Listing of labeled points
--- START ---

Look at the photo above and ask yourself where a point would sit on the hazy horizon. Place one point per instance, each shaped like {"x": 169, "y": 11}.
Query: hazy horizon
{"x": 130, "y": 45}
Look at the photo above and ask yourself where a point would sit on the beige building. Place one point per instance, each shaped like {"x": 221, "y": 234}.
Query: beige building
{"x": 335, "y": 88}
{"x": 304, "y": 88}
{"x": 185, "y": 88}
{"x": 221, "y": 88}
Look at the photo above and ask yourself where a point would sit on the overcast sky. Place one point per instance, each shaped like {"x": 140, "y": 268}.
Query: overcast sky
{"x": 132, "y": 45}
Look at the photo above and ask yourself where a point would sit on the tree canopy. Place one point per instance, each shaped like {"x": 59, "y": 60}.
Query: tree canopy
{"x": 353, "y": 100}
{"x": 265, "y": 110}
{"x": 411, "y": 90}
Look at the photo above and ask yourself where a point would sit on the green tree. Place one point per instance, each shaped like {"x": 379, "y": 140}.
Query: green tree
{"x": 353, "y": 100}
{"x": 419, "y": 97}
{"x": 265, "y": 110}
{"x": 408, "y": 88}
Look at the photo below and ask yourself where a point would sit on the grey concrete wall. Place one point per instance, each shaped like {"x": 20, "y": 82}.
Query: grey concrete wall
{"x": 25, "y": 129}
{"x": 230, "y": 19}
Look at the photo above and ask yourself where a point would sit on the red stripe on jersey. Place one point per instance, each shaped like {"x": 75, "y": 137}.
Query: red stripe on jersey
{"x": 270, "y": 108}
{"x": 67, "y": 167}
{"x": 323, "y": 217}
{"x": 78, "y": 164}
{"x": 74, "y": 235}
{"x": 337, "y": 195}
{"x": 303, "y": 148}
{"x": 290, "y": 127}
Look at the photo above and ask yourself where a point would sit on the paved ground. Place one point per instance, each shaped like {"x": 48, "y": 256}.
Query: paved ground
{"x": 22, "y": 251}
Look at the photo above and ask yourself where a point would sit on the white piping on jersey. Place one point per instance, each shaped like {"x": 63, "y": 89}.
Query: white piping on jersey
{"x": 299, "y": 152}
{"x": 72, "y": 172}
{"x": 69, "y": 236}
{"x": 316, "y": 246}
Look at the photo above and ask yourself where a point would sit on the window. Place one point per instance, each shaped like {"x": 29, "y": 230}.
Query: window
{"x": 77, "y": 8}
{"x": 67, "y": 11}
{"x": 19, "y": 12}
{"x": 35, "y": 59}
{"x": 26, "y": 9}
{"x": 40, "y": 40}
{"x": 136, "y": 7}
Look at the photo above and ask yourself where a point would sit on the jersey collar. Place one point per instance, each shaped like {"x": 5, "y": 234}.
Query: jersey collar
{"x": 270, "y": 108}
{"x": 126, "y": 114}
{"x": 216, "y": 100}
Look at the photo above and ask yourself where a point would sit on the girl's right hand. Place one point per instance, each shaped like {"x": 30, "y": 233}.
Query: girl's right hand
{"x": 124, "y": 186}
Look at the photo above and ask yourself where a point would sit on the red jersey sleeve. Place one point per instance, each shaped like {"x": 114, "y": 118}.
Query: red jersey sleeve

--- END ---

**Problem requirements:** Reproduce the listing above word for word, from the first line to the last.

**Final answer:**
Look at the photo above and ask yourself where a point would sit on the hazy horizon. Place one point per instance, each shaped like {"x": 169, "y": 11}.
Query: hazy horizon
{"x": 130, "y": 45}
Look at the photo above and ask yourself where a point would sit on the beige building. Place one point per instance, each shaped like {"x": 221, "y": 234}.
Query: beige building
{"x": 335, "y": 88}
{"x": 304, "y": 88}
{"x": 185, "y": 88}
{"x": 221, "y": 88}
Look at the photo above and ask yourself where a point would sit on the overcast sky. Place one point per instance, each shaped like {"x": 140, "y": 268}.
Query: overcast sky
{"x": 132, "y": 45}
Look at the photo above and ask yourself where a point would sit on the tree canopy. Place one point per instance, each shaped like {"x": 59, "y": 60}.
Query: tree canopy
{"x": 353, "y": 100}
{"x": 265, "y": 110}
{"x": 411, "y": 90}
Look at the photo above and ask yourself where a point would sit on the green tree. Place one point per instance, each shaped like {"x": 379, "y": 140}.
Query: green tree
{"x": 353, "y": 100}
{"x": 419, "y": 97}
{"x": 265, "y": 110}
{"x": 408, "y": 88}
Look at the photo below and ask yourself where a point would sit on the grey concrete wall. Place one point per instance, each shaped like {"x": 20, "y": 82}.
Query: grey concrete wall
{"x": 25, "y": 129}
{"x": 230, "y": 19}
Look at the photo above and ask yourself where a point would sit on the red stripe on jersey. Place one point per instance, each shaped like {"x": 75, "y": 137}.
Query: red stripe on jersey
{"x": 270, "y": 108}
{"x": 67, "y": 167}
{"x": 323, "y": 217}
{"x": 78, "y": 164}
{"x": 74, "y": 235}
{"x": 337, "y": 195}
{"x": 303, "y": 148}
{"x": 290, "y": 127}
Look at the photo above and ask yourself where a point would sit on the paved ground. Place one point per instance, each shaped like {"x": 48, "y": 256}.
Query: paved ground
{"x": 22, "y": 251}
Look at the photo above and ask yourself where a point would sit on the white piping on jersey. Place one point per instance, each shaped like {"x": 63, "y": 89}.
Query: white piping on jersey
{"x": 299, "y": 152}
{"x": 72, "y": 172}
{"x": 69, "y": 236}
{"x": 316, "y": 246}
Look at the photo above and ask yourself where a point would sit on the window. Place one point per instance, each shaped like {"x": 29, "y": 230}.
Query: window
{"x": 77, "y": 8}
{"x": 67, "y": 11}
{"x": 19, "y": 12}
{"x": 35, "y": 59}
{"x": 26, "y": 9}
{"x": 40, "y": 40}
{"x": 136, "y": 7}
Look at the photo above and ask yourself where a point would sit on the jersey collar. Place one point per instance, each shaped like {"x": 5, "y": 234}.
Query: jersey collar
{"x": 270, "y": 108}
{"x": 126, "y": 114}
{"x": 216, "y": 100}
Look at the photo above and ask yourself where a point would sit on the girl's right hand. Place one point per instance, each shaped like {"x": 30, "y": 233}.
Query: girl's right hand
{"x": 124, "y": 186}
Look at the photo above and ask yourself where a point would sit on the red jersey sleeve. Place one point per instance, each shaped like {"x": 114, "y": 118}.
Query: red jersey sleeve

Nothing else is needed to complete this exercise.